WHAT TO DO: Report every line of the material below that contains the word "shelf".

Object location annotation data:
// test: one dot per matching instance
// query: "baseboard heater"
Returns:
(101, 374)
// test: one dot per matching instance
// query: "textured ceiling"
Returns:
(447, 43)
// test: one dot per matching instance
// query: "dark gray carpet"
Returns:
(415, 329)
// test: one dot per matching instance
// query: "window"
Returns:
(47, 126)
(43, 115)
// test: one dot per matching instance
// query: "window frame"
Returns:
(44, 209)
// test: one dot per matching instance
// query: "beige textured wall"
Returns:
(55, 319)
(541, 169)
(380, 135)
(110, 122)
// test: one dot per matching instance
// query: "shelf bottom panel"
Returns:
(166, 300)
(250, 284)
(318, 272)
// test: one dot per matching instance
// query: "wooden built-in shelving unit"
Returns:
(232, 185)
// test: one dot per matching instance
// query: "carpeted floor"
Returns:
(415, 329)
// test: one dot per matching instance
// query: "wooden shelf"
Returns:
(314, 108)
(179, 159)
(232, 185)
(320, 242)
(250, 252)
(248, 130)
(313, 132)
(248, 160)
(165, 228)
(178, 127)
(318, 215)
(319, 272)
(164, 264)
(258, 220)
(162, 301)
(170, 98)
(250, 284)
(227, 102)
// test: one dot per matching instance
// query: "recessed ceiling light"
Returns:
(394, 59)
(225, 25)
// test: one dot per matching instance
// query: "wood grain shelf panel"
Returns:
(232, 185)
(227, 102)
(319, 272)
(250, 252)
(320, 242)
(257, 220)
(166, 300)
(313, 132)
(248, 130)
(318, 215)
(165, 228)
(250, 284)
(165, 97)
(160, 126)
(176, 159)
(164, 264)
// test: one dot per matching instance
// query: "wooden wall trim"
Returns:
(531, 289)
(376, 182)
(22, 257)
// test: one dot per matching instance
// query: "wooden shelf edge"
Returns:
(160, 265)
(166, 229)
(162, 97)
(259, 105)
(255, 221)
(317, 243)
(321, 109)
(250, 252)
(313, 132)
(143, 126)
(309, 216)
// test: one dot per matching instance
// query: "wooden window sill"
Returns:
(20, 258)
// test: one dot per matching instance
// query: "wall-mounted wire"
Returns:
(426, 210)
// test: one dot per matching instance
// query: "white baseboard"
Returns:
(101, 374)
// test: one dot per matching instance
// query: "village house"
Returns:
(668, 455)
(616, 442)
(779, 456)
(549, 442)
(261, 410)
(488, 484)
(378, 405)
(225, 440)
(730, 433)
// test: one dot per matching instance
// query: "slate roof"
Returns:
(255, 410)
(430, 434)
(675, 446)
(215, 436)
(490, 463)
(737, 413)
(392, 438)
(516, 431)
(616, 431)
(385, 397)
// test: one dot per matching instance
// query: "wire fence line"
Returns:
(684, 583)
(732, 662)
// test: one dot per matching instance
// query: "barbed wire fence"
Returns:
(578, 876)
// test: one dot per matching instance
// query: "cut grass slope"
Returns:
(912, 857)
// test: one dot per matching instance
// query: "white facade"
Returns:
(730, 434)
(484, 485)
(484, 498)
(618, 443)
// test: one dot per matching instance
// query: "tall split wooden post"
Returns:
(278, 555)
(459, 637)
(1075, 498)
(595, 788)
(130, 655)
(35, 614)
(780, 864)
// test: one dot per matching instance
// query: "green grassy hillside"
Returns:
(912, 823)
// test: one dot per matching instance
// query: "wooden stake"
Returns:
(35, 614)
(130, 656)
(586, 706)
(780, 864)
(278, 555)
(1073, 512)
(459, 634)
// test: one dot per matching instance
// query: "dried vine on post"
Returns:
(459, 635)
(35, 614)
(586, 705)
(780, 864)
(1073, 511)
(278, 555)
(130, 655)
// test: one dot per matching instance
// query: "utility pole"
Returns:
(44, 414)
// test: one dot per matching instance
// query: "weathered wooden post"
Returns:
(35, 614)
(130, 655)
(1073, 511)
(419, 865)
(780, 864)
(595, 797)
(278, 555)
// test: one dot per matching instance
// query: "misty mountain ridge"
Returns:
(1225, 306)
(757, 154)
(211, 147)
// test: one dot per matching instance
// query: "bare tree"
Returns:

REPLY:
// query: "shelf bottom panel"
// query: "wooden shelf"
// query: "wood grain shelf panel"
// query: "wooden shelf edge"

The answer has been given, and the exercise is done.